───── TASK INPUTS ─────

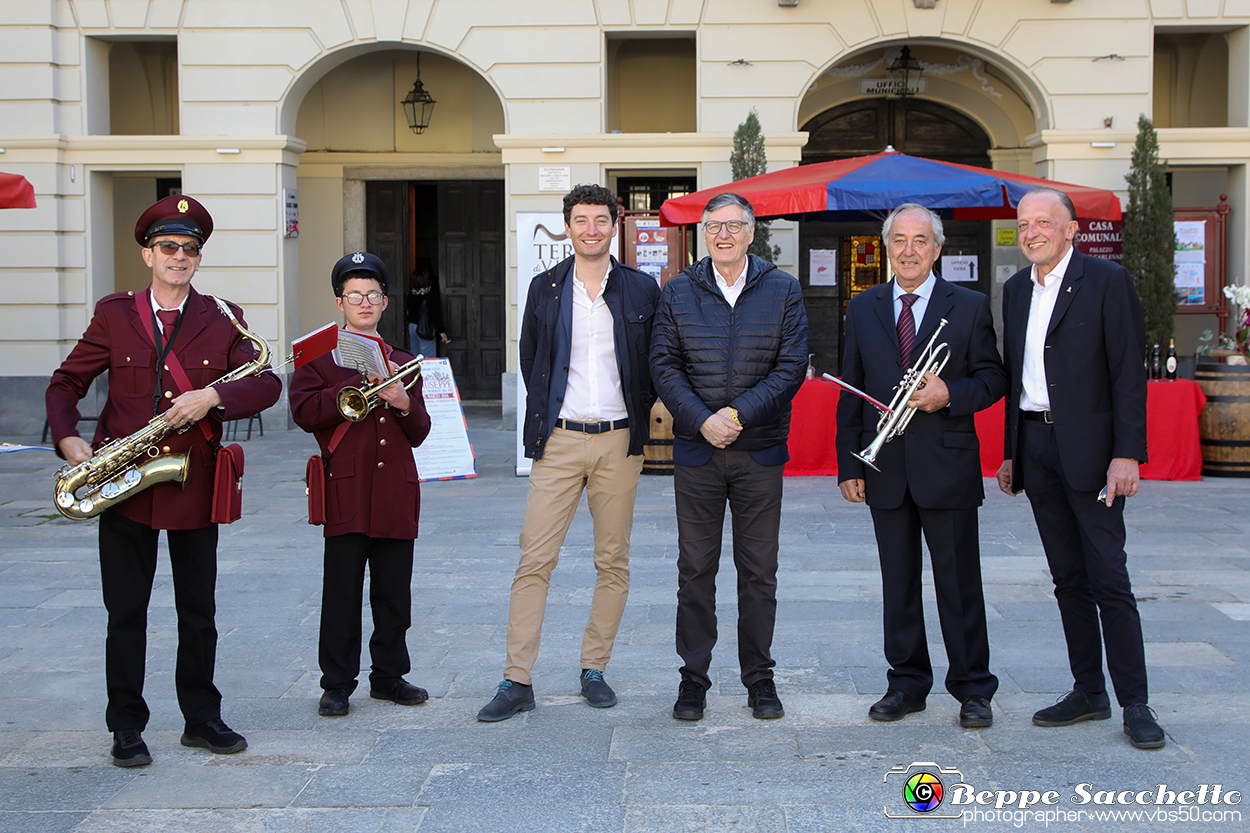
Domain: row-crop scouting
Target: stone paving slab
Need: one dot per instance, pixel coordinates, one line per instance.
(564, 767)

─────
───── TASK INPUTS ─────

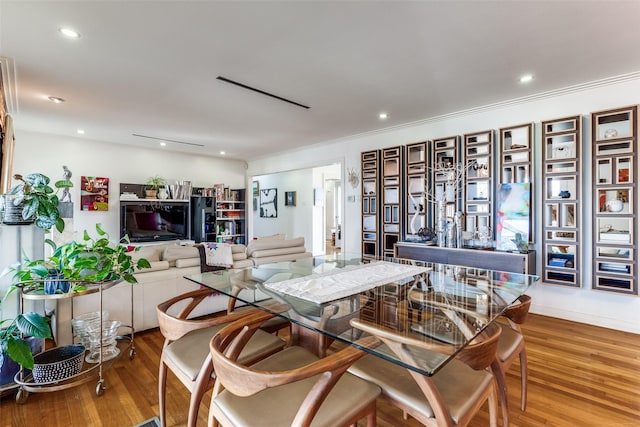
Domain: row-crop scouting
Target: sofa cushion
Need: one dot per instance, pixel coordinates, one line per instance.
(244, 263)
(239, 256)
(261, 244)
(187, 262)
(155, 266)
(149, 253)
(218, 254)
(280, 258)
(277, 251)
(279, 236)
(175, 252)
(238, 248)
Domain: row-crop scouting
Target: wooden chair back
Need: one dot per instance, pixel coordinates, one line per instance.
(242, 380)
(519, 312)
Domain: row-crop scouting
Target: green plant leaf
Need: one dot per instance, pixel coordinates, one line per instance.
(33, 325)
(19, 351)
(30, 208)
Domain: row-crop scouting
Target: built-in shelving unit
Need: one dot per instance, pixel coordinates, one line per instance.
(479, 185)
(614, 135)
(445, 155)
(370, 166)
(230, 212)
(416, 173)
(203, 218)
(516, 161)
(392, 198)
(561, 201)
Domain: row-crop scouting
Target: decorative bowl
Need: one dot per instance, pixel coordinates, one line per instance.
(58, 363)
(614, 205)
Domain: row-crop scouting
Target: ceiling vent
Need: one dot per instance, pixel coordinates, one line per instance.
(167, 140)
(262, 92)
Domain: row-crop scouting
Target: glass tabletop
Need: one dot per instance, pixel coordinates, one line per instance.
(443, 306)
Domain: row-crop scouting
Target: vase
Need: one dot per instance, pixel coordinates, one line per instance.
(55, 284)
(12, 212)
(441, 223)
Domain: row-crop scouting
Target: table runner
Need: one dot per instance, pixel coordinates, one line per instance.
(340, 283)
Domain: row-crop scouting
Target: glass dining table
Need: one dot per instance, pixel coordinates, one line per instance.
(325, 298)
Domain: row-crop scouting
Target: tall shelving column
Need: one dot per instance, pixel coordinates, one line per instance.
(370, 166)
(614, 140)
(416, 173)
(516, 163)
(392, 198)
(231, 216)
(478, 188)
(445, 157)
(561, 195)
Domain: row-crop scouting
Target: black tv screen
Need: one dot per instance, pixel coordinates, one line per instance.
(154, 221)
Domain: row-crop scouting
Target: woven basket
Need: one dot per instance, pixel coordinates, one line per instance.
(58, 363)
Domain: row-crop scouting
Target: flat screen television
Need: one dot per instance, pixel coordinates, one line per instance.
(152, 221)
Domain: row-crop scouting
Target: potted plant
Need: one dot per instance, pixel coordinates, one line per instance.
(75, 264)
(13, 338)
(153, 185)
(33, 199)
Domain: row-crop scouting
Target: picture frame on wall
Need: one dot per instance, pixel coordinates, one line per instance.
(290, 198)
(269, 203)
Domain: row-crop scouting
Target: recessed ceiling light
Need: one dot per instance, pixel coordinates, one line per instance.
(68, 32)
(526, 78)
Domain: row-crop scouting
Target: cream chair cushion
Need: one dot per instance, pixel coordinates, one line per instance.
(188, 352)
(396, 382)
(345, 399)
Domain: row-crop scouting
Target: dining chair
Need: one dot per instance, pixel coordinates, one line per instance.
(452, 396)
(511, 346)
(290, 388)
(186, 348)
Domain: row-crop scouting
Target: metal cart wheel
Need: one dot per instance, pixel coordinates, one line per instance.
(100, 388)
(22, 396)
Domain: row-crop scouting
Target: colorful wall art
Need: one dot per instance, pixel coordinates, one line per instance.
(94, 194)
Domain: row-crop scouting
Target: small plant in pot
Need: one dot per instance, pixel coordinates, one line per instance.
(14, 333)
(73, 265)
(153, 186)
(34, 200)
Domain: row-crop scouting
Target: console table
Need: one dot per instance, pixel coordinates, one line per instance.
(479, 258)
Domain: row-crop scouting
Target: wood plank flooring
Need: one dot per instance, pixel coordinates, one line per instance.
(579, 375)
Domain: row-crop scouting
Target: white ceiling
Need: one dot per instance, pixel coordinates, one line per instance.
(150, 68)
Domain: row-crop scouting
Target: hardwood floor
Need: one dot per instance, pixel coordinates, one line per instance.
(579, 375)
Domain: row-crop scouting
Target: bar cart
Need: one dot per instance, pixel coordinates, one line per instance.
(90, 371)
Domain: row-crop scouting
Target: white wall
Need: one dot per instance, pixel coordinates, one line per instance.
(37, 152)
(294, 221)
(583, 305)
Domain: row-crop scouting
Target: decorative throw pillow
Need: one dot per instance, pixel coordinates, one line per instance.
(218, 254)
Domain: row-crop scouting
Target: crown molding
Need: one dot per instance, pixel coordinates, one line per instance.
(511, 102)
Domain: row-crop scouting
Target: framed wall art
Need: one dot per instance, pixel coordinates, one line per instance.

─────

• [EXERCISE OBJECTIVE]
Extract each line of the data above that contains the string "cushion", treating the match as case-sensitive.

• [OUTPUT]
Target: sofa cushion
Target: cream chair cushion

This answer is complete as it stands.